*Text*.

▼

SINGLE, NOT SOLITARY
Unmarried women gain confidence, power and influence
By SUSAN SHEFFLOE SPEER
Photography LIZ GARZA-WILLIAMS
Single women have been in the
spotlight lately. From the
announcement that unmarried
women now outnumber their
married counterparts in the United
States to statistics that present unmarried
women as the latest economic and
political force, one thing seems clear:
Being single isn’t what it used to be.
A few decades back, unmarried
women were branded as spinsters at 30
and were assumed to be sad, unfortunate
and characteristically bitter about
their solitary status. Social opportunities,
even with other unmarried women, were
rare, so it was often a lonely existence. In a time when women were expected to
find a mate, it was thought there must
have been something about the single
woman that made her unsuitable for
marriage and an awkward fit in society.
Today’s landscape is more complex.
Women are unmarried today for a broad
range of reasons, not the least of which
is personal choice. Education and careers
have enabled women to support themselves
financially, and the ability to cultivate
a network of friends around common
interests creates relationships that
aren’t defined by marital status.
Depending on where you are in your
life, you may be hoping to meet Mr.
Right (someday), or it may be more like,“been there, done that,” and you’re at a
place where you’re more interested in
cultivating a lifestyle that doesn’t include
dating and romance.
Whatever the case, single women no
longer feel like they are socially relegated
to “singles groups,” which used to bethe default social option for anybody
who wasn’t part of a couple, and they’re
not necessarily flocking to church to
meet the proverbial “nice man.”
Most single women say they are part
of an all-inclusive social circle. “A lot of
my social relationships are formed
through work,” says Linnette Rosario, a
29-year old marketing coordinator. “My friendships are based on common
interests, not age or marital status.”

▲

*Problem requirements*. In the single-women article, copy everything from "Women are unmarried" down to "by marital status.", changing "personal choice" to "individual preference".

*Listing*.
▼

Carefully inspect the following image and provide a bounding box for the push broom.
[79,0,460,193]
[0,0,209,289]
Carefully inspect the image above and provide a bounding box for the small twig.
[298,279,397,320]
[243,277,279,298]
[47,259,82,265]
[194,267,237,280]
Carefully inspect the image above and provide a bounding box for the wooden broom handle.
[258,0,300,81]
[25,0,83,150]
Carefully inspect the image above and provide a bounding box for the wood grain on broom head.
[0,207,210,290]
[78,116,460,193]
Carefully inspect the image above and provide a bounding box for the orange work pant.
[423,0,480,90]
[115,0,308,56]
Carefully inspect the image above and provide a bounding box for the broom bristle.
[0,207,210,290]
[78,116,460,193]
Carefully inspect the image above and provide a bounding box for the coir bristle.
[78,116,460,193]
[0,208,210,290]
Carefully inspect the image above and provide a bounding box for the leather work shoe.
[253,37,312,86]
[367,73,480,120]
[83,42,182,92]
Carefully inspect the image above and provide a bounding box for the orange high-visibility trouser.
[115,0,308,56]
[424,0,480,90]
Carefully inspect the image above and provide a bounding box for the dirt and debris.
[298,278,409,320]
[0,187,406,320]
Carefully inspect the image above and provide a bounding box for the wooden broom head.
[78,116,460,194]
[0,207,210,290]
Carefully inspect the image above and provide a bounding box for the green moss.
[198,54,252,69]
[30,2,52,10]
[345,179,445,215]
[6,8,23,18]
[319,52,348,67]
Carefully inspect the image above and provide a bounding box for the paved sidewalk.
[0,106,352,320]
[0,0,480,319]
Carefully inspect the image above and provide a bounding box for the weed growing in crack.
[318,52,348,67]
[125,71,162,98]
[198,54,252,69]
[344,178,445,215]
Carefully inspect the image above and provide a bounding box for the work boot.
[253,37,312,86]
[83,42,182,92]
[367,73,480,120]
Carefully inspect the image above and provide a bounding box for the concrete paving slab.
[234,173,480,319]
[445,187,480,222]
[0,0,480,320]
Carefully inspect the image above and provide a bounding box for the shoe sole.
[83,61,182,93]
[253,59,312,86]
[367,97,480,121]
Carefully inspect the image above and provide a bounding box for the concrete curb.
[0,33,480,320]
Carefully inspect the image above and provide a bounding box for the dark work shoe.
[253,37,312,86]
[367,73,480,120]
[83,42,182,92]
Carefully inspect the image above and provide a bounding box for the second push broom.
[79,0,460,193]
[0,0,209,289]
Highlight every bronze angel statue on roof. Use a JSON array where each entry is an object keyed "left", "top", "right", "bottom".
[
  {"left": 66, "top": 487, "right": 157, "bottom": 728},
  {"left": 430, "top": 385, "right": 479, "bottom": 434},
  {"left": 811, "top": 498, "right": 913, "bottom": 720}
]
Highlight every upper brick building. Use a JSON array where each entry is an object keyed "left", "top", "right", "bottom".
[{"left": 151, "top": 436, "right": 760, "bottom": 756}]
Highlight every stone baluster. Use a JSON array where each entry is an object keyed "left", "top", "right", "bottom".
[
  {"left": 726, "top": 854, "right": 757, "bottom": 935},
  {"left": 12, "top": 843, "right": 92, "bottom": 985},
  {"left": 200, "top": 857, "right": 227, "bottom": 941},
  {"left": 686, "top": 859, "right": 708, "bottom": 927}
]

▲

*Task response*.
Women are unmarried today for a broad
range of reasons, not the least of which
is individual preference. Education and careers
have enabled women to support themselves
financially, and the ability to cultivate
a network of friends around common
interests creates relationships that
aren’t defined by marital status.